Les études de cas ne donnent aucune raison de croire que la dégradation environnementale liée au changement climatique aura pour conséquence de grands flux internationaux de migrants. Cependant, les investissements des migrants internationaux ont un impact sur le déplacement interne. La principale raison est que de tels investissements ont tendance à être effectués dans des zones avec un potentiel de croissance économique et, dans de nombreux cas, dans des activités non agricoles. La concentration d’investissements dans la construction et les affaires dans les centres urbains, en particulier dans les centres petits et intermédiaires où la terre est moins chère, est un puissant pôle d’attraction pour les migrants internes, souvent temporaires. Ainsi, alors qu’il existe des différences propres à certaines régions dans les modèles de migration, il est important de prendre en compte leurs interrelations étroites. Même dans les endroits les plus dynamiques économiquement, la migration interne s’accompagne généralement de la migration externe.

Que signifient ces découvertes pour les responsables politiques et la coopération internationale pour le développement ? Premièrement, elles soulignent le besoin de considérer le contexte général et la diversité des facteurs au-delà de ceux environnementaux qui façonnent et sont façonnés par la mobilité. Comprendre les manières dont la migration soutient les moyens de subsistance à travers la diversification des sources de revenus (y compris l’agriculture) est important pour les politiques et les initiatives qui ont pour but d’augmenter la résilience des groupes les plus vulnérables aux impacts du changement climatique. Deuxièmement, la diversité et la nature des modèles de mobilité propres à certaines régions, et les facteurs qui les soutiennent, montrent l’importance cruciale des systèmes de gouvernance locale, des institutions et de la société civile dans chacune des politiques et initiatives. Cependant, cela ne signifie pas qu’elles doivent être négligés au niveau régional, national et international.

Les implications pratiques pour la politique et la coopération au développement relèvent de trois principales catégories : protéger les moyens de subsistance dans les régions d’origine des migrants, avec une attention particulière afin d’assurer l’accès à la terre ; soutenir les migrants à leur arrivée, s’assurer qu’ils sont bien représentés et que leurs droits sont respectés ; et éviter les cercles vicieux, par lesquels la migration est la conséquence d’actions dont le but est de promouvoir l’adaptation et la mitigation plutôt que la conséquence du changement climatique en soi.

D’une façon générale, cependant, il est impossible de prendre en charge le potentiel de la migration à accroître la polarisation sociale et aggraver la dégradation environnementale locale sans des systèmes de gouvernance locale qui soient inclusifs, responsables et ayant la capacité technique et les ressources financières suffisantes. Il est aussi important dans la prise en charge de l’inévitable défi de lier les initiatives d’adaptation et de mitigation et les politiques.

§ Objectif:
1. D'après le passage sur la migration et le changement climatique, dans quelles zones les investissements des migrants internationaux ont-ils tendance à être effectués ?
2. Quelles sont les trois principales catégories d'implications pratiques pour la politique et la coopération au développement ?
3. Quelles qualités doivent avoir les systèmes de gouvernance locale ?
Les lignes ci-après proviennent d'une autre source.

§ Données fournies:

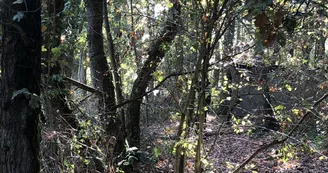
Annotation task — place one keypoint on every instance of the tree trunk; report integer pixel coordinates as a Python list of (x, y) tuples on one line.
[(155, 56), (20, 88), (100, 74), (57, 103), (119, 147)]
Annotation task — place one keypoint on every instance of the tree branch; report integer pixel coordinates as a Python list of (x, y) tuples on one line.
[(276, 142)]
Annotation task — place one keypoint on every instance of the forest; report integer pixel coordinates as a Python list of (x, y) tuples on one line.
[(163, 86)]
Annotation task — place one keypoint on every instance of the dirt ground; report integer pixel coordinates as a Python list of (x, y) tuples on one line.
[(230, 150)]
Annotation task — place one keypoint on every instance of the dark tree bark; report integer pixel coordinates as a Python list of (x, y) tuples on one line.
[(119, 147), (101, 76), (21, 71), (57, 104), (155, 55)]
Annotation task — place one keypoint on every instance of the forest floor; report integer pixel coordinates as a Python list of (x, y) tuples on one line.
[(230, 150)]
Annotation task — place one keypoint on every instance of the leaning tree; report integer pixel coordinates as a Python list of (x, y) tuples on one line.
[(20, 85)]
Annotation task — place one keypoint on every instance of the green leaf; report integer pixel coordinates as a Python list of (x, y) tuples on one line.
[(18, 16), (21, 91), (288, 87), (132, 149), (34, 102)]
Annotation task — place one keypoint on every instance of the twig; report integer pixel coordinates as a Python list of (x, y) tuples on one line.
[(275, 142)]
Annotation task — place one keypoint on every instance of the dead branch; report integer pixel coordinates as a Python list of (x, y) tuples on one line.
[(276, 142)]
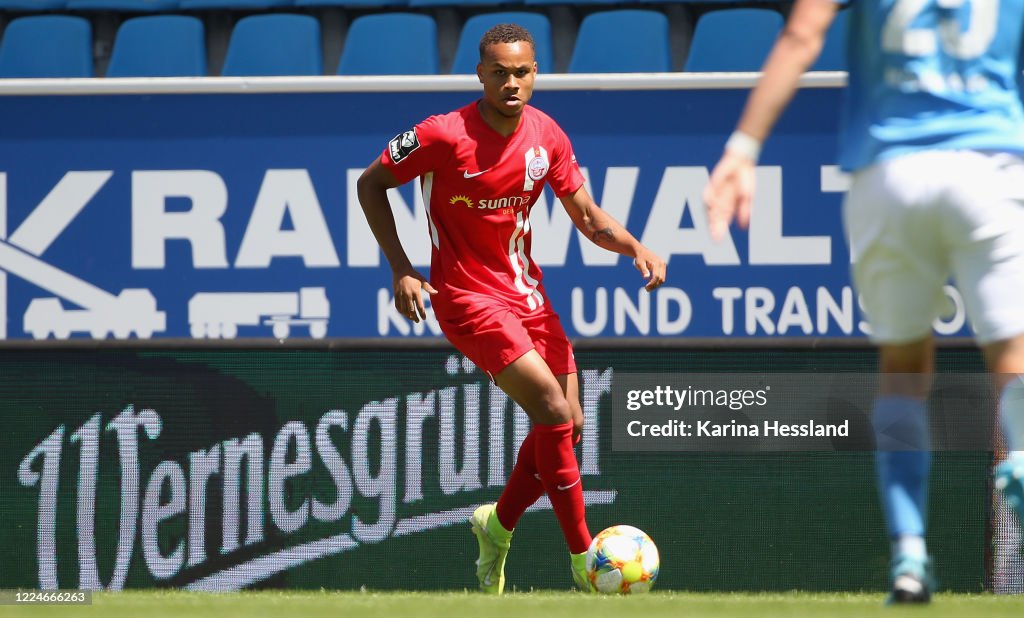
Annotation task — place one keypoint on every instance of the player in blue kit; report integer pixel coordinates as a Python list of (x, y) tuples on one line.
[(933, 133)]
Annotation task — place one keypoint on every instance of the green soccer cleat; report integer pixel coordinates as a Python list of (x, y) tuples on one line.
[(912, 581), (495, 541), (579, 564)]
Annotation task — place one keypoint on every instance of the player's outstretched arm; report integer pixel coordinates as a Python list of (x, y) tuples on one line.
[(604, 231), (409, 283), (729, 193)]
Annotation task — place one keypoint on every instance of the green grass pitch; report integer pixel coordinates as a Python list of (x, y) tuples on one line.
[(520, 605)]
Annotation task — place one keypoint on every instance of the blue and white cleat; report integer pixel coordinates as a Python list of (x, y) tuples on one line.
[(912, 581)]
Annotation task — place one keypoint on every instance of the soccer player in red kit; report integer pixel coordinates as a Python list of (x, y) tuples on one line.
[(481, 168)]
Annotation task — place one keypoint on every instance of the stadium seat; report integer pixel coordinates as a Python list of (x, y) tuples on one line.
[(232, 4), (834, 53), (32, 5), (353, 3), (412, 45), (623, 41), (128, 6), (46, 46), (467, 54), (459, 3), (274, 44), (733, 39), (159, 46)]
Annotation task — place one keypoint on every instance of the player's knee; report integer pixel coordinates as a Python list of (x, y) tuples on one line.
[(556, 409)]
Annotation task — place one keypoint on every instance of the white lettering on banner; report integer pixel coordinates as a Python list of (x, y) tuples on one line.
[(291, 192), (682, 190), (336, 467), (153, 225), (155, 513), (553, 228), (768, 246), (158, 497), (673, 308), (251, 451), (282, 470), (202, 465), (835, 180), (759, 314)]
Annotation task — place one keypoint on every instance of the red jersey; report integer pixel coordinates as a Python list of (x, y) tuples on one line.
[(478, 187)]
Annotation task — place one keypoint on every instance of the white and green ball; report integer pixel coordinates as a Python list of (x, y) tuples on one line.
[(623, 560)]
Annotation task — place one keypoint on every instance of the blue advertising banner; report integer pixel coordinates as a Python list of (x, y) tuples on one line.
[(223, 216)]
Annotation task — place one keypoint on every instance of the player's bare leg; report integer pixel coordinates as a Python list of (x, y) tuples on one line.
[(902, 460), (556, 418), (1006, 360), (570, 388), (553, 405)]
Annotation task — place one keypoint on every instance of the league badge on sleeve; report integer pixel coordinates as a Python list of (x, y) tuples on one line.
[(402, 145)]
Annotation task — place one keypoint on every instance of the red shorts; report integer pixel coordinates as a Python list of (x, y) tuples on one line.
[(496, 337)]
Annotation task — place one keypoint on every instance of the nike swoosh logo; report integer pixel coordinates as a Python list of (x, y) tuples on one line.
[(561, 488)]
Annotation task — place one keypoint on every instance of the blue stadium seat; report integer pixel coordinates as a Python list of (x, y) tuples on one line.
[(587, 2), (159, 46), (412, 45), (274, 44), (232, 4), (32, 5), (46, 46), (459, 3), (834, 53), (467, 55), (623, 41), (128, 6), (733, 39), (353, 3)]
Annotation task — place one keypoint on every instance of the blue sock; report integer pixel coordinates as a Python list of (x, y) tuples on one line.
[(902, 458)]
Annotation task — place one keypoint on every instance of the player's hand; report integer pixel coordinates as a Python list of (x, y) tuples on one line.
[(650, 266), (409, 285), (729, 193)]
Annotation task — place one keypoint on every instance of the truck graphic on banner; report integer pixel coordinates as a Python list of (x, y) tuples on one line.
[(101, 314), (214, 315)]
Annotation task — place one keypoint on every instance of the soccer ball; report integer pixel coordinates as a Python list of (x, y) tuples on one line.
[(623, 560)]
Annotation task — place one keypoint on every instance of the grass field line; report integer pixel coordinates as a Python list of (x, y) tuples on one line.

§ Corrigé:
1. Dans des zones avec un potentiel de croissance économique et, dans de nombreux cas, dans des activités non agricoles.
2. Protéger les moyens de subsistance dans les régions d'origine des migrants, en veillant à l'accès à la terre ; soutenir les migrants à leur arrivée, en s'assurant qu'ils sont bien représentés et que leurs droits sont respectés ; éviter les cercles vicieux.
3. Ils doivent être inclusifs et responsables, et disposer de la capacité technique et des ressources financières suffisantes.